● WRITTEN EXERCISE
In the passage on Andrews's film career, what was the last major film of his career, and in what year?

● PASSAGE TO READ
-------------------------

He was surived in the celluoid world by his son, the actor, Dave Andrews, as
well.
Most often, Andrews was and associated with his roles as the stiffnecked,
strutting British military officer, uttering cliches such as "Carry on,
Pip, pip and right then". His cameo in Play Dirty and his costarring role
in The Hill, a bilm about a British miltary prison located in the Liberian desert,
serve
as prime examples. Ditto for the Battle Of Britain and - though a different war
in a different century - in Valley Forge. Though he was sterotypical of
the pompous officer the Monty Python crew liked so much to satire, he was
always acclaimed for these roles. The Hill, in particular, earned him much
credibility as an actor, as he played the commander of the aforenoted military
prison, where in a state of drunken boredom and fixation with regulations,
was losing control over the grounds to a pack of sadistic, manipulative
guards. In the end, he loses not only total control of the jail, but his own
mind as well, but by this point you hate him so much you do not know whether
to feel sorry for him or applaud.
Yet in spite of recognizability by face, if not name, by film fans in general,
Andrews also worked in a great deal of horror and suspense movies. He might be
considered a "horror actor" just as much as a star in "military
roles" for if the truth be known, he played in more scream cinema than he
ever did in war pictures.
In fact, the last major film of his career was the tv mini-series, Jack the
Ripper, in 1988. Though reduced to playing the role of a coroner,
it was a decent film to round out his career. He died some months after
shooting was complete.

-------------------------

● MATERIAL SHOWN
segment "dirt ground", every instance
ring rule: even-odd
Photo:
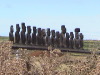
[[[100,75],[100,56],[11,49],[9,41],[0,42],[0,75]],[[13,53],[15,51],[15,53]]]

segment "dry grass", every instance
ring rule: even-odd
[[[9,41],[0,42],[0,75],[100,75],[100,57],[93,54],[73,56],[53,51],[18,49]]]

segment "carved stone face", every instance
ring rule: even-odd
[[[66,33],[66,38],[69,38],[69,33]]]
[[[38,28],[38,35],[41,35],[41,28]]]
[[[66,33],[66,28],[65,28],[65,25],[62,25],[62,26],[61,26],[61,30],[62,30],[62,33],[63,33],[63,34],[65,34],[65,33]]]
[[[16,24],[16,31],[20,32],[19,24]]]
[[[13,29],[13,25],[11,25],[11,27],[10,27],[10,32],[14,32],[14,29]]]
[[[80,32],[80,28],[75,28],[75,32]]]
[[[70,38],[74,38],[73,32],[70,32]]]
[[[60,37],[59,31],[56,32],[56,37],[58,37],[58,38]]]
[[[50,36],[50,28],[47,29],[47,35]]]
[[[31,26],[27,26],[27,32],[30,34],[31,33]]]
[[[42,36],[46,36],[45,29],[42,29]]]
[[[83,34],[82,33],[80,33],[80,39],[83,39]]]
[[[33,32],[36,33],[36,27],[33,27]]]
[[[55,37],[55,30],[52,30],[51,33],[52,33],[52,36]]]

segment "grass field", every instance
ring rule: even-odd
[[[99,75],[100,56],[53,51],[12,50],[8,38],[0,38],[0,75]],[[99,50],[100,41],[84,41],[84,48]],[[13,51],[16,54],[13,54]]]

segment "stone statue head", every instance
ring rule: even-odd
[[[16,24],[16,31],[17,31],[17,32],[20,32],[19,24]]]
[[[28,34],[31,33],[31,26],[27,26],[27,33],[28,33]]]
[[[80,32],[80,28],[75,28],[75,32]]]
[[[50,28],[47,28],[47,36],[50,36]]]
[[[42,29],[42,36],[46,36],[45,29]]]
[[[13,25],[10,26],[10,32],[12,32],[12,33],[14,32]]]
[[[38,35],[41,35],[41,28],[38,28]]]
[[[56,32],[56,37],[58,37],[58,38],[60,37],[59,31]]]
[[[26,32],[26,26],[25,26],[25,23],[22,23],[21,25],[22,25],[22,31],[23,31],[23,32]]]
[[[65,28],[65,25],[62,25],[62,26],[61,26],[61,30],[62,30],[62,33],[63,33],[63,34],[65,34],[65,33],[66,33],[66,28]]]
[[[36,33],[36,27],[35,26],[33,27],[33,32]]]
[[[52,33],[52,36],[55,37],[55,30],[52,30],[51,33]]]

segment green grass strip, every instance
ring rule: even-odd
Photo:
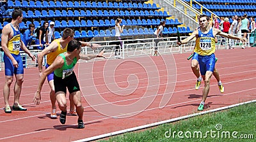
[[[256,141],[253,103],[100,141]]]

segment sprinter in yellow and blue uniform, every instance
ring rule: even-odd
[[[12,19],[10,24],[6,24],[2,31],[1,46],[4,52],[4,62],[5,71],[5,84],[4,86],[4,112],[11,113],[12,110],[9,105],[10,87],[13,80],[13,74],[15,75],[16,82],[14,89],[14,103],[12,106],[13,110],[26,111],[19,104],[19,97],[21,92],[21,86],[23,82],[24,69],[20,55],[20,49],[33,60],[35,57],[30,53],[25,45],[20,39],[20,32],[19,24],[23,19],[22,12],[15,10],[12,13]]]
[[[195,37],[196,40],[195,52],[198,54],[198,62],[202,77],[204,81],[203,89],[203,98],[198,108],[198,110],[202,111],[206,98],[210,89],[210,80],[215,67],[215,39],[216,35],[218,34],[227,38],[246,41],[246,39],[239,38],[232,34],[221,32],[220,29],[211,27],[209,25],[210,18],[205,15],[198,17],[200,28],[195,31],[192,34],[187,38],[177,41],[180,45],[185,44]]]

-------------------------

● TASK OUTPUT
The TV mini-series Jack the Ripper, in 1988.